**Aufgaben**
• A. Schreiben Sie aus dem Text zum Resturlaub den Abschnitt von „Bundesarbeitsgericht mit Wegweisendem“ bis „Urlaub ansonsten verfällt.“ wortgetreu ab.
• B. Beantworten Sie anhand des Textes zum Resturlaub diese Fragen:
(i) Welcher Paragraf mit welchem Absatz im Bundesurlaubsgesetz wird zitiert?
(ii) Von welchem Datum ist das Urteil des Bundesarbeitsgerichts, und welches Aktenzeichen trägt es?
(iii) Was muss der Arbeitgeber nach dem Gericht getan haben, damit der Urlaub zum Jahreswechsel verfällt?

**Textauszug**
=-=-=
Resturlaub: Was Praxis-Chefs zum Jahreswechsel wissen sollten
Manche Mitarbeiter von Zahnarztpraxen nehmen Urlaubstage ins neue Jahr mit und schieben damit einen immer größeren Berg von freien Tagen vor sich her. Doch dies ist nur im Ausnahmefall erlaubt. Gesetzlich ist nämlich festgeschrieben, dass Urlaub grundsätzlich in dem Jahr genommen werden muss, in dem er anfällt. Wenn der Praxisinhaber dem Übertragen von Urlaubstagen einen Riegel vorschieben will, muss er einen Punkt besonders beachten.
Bundesurlaubsgesetz regelt Übertragung von Resturlaub
Im Bundesurlaubsgesetz heißt es in den ersten beiden Sätzen von § 7 Abs. 3: Der Urlaub muss im laufenden Kalenderjahr gewährt und genommen werden. Eine Übertragung des Urlaubs auf das nächste Kalenderjahr ist nur statthaft, wenn dringende betriebliche oder in der Person des Arbeitnehmers liegende Gründe dies rechtfertigen.
Doch immer wieder gab es in der Vergangenheit Streit darüber, wenn die Praxismitarbeiter wegen der großen Arbeitsbelastung ihren Urlaub überhaupt nicht nehmen konnten. Durfte dann der Urlaub ausnahmsweise ins neue Jahr übertragen werden? Denn immerhin sammelten sich bei einzelnen Mitarbeiter so viele Urlaubstage an, dass ein wochenlanger Ausfall drohte, wenn plötzlich Urlaub beantragt wurde.
Bundesarbeitsgericht mit Wegweisendem Urteil
Im vergangenen Jahr hat sich das Bundesarbeitsgericht (BAG) mit einem solchen Fall befasst (Urteil vom 19.02.2019, 9 AZR 541/15). In ihrer Entscheidung bekräftigten die Richter, dass der Urlaub grundsätzlich nicht ins neue Jahr übertragen werden darf. Dies ist ja auch in dem zuvor zitierten § 7 Abs. 3 Bundesurlaubsgesetz so geregelt.
Der Urlaub verfällt zum Jahreswechsel jedoch nur unter einer Bedingung, so das Gericht: Der Arbeitgeber muss den Beschäftigten rechtzeitig vor dem Jahreswechsel zum Antritt von Resturlaub aufgefordert und davor gewarnt haben, dass der Urlaub ansonsten verfällt.
=-=-=
**Datenauszug**
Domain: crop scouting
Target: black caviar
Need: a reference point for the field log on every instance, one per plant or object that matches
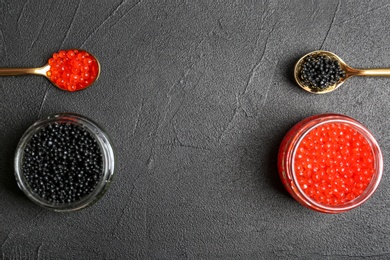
(320, 71)
(62, 163)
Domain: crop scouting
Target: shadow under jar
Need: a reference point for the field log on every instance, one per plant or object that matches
(64, 162)
(330, 163)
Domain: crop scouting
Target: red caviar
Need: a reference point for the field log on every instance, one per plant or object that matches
(330, 163)
(73, 70)
(334, 163)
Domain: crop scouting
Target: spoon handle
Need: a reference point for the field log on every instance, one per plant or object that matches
(372, 72)
(24, 71)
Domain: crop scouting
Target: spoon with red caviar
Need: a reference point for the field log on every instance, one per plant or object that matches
(69, 70)
(321, 72)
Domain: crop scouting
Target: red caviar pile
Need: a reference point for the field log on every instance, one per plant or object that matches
(72, 70)
(334, 163)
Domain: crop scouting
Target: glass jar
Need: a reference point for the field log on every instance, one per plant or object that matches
(106, 165)
(319, 174)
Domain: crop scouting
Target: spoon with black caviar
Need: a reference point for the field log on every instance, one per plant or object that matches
(321, 72)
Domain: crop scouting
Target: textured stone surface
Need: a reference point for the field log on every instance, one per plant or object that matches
(196, 96)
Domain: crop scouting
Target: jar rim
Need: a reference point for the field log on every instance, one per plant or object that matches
(108, 161)
(316, 121)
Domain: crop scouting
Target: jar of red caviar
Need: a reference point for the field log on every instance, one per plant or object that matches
(64, 162)
(330, 163)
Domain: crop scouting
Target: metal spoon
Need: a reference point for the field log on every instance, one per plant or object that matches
(42, 71)
(349, 72)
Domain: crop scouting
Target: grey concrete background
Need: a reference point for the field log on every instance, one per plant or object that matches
(196, 96)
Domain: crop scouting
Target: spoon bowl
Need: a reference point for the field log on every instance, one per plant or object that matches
(349, 72)
(46, 71)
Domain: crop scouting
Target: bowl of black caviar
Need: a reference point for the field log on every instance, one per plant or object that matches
(64, 162)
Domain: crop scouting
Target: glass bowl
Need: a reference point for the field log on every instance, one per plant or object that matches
(104, 171)
(330, 186)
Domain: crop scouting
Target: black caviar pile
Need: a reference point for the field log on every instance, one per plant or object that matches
(320, 71)
(62, 163)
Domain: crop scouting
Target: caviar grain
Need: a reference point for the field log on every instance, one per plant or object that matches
(334, 164)
(73, 70)
(62, 163)
(320, 72)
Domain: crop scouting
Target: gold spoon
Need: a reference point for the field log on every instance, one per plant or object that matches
(42, 71)
(349, 72)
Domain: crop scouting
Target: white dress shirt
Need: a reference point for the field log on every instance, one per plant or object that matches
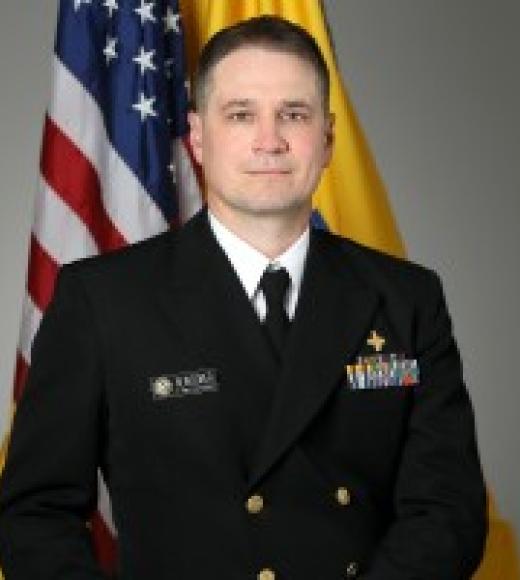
(250, 264)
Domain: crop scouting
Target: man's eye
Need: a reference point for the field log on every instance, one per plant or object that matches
(294, 116)
(240, 116)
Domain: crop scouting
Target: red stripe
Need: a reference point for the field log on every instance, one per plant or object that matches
(20, 376)
(76, 181)
(105, 546)
(41, 277)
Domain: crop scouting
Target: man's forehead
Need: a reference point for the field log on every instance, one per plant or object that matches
(257, 73)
=-=-=
**Lösungen**
• A.
Bundesarbeitsgericht mit Wegweisendem Urteil
Im vergangenen Jahr hat sich das Bundesarbeitsgericht (BAG) mit einem solchen Fall befasst (Urteil vom 19.02.2019, 9 AZR 541/15). In ihrer Entscheidung bekräftigten die Richter, dass der Urlaub grundsätzlich nicht ins neue Jahr übertragen werden darf. Dies ist ja auch in dem zuvor zitierten § 7 Abs. 3 Bundesurlaubsgesetz so geregelt.
Der Urlaub verfällt zum Jahreswechsel jedoch nur unter einer Bedingung, so das Gericht: Der Arbeitgeber muss den Beschäftigten rechtzeitig vor dem Jahreswechsel zum Antritt von Resturlaub aufgefordert und davor gewarnt haben, dass der Urlaub ansonsten verfällt.

• B.
(i) § 7 Abs. 3 Bundesurlaubsgesetz.
(ii) Das Urteil stammt vom 19.02.2019 und trägt das Aktenzeichen 9 AZR 541/15.
(iii) Er muss die Beschäftigten rechtzeitig vor dem Jahreswechsel zum Antritt von Resturlaub aufgefordert und davor gewarnt haben, dass der Urlaub ansonsten verfällt.